Goal:
Format each line of the material below as a JSON list of strings, one string per line, leaving out blank lines.

Recorded data:
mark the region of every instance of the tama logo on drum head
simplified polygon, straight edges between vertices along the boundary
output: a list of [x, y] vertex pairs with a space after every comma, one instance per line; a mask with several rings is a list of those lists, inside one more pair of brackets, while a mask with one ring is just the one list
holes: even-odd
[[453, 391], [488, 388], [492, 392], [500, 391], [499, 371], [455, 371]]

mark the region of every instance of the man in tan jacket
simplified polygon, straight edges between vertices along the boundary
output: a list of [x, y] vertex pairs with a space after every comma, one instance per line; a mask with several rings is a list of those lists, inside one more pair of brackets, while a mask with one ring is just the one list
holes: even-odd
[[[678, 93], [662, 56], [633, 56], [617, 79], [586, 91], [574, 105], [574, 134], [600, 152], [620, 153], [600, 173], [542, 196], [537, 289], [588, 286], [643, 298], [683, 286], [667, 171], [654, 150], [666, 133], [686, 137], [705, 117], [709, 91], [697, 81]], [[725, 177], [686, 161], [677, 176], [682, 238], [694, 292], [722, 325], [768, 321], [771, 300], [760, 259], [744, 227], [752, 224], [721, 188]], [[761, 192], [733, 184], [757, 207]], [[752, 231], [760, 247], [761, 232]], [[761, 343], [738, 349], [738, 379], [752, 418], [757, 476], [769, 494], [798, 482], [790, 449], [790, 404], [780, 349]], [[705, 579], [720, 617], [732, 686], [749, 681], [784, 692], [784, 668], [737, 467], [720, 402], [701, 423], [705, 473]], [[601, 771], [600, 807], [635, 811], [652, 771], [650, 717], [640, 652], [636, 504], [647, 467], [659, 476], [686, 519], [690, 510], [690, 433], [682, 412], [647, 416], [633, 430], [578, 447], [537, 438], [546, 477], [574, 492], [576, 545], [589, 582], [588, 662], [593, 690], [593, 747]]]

Output of the task:
[
  "mark the region of every instance of the tama logo on drum head",
  "simplified polygon, straight edges between vertices along the boundary",
  "output: a list of [x, y] vertex pairs with a space after every comma, one instance per line; a mask with several rings is a list of those lists, inside one more pair of brackets, while a mask with one ring is just the one list",
  "holes: even-odd",
  "[[453, 391], [488, 388], [492, 392], [500, 391], [499, 371], [455, 371]]",
  "mark the region of every instance of the man in tan jacket",
  "simplified polygon, straight edges between vertices along the boundary",
  "output: a list of [x, y] vertex pairs with a space after every comma, one instance per line; a mask with several rings is a list of those lists, inside one more pair of brackets, while a mask with one ring is just the one list",
  "holes: even-odd",
  "[[[678, 93], [662, 56], [633, 56], [617, 79], [586, 91], [574, 105], [574, 134], [600, 152], [620, 153], [600, 173], [542, 196], [537, 289], [588, 286], [643, 298], [683, 286], [667, 171], [654, 150], [666, 133], [686, 137], [705, 117], [709, 91], [697, 81]], [[725, 177], [686, 161], [677, 176], [682, 238], [694, 292], [722, 325], [768, 321], [771, 300], [760, 259], [744, 227], [752, 224], [721, 188]], [[761, 192], [733, 184], [757, 207]], [[752, 231], [760, 247], [761, 232]], [[761, 343], [738, 349], [738, 379], [752, 418], [757, 476], [769, 494], [798, 482], [790, 449], [790, 404], [780, 349]], [[705, 579], [720, 617], [732, 686], [749, 681], [784, 692], [784, 668], [737, 467], [720, 402], [701, 423], [705, 473]], [[601, 771], [600, 807], [635, 811], [652, 771], [650, 717], [640, 652], [636, 504], [647, 467], [659, 476], [686, 519], [690, 510], [690, 433], [682, 412], [647, 416], [633, 430], [578, 447], [537, 438], [546, 477], [574, 492], [576, 545], [589, 582], [588, 662], [593, 690], [593, 747]]]"
]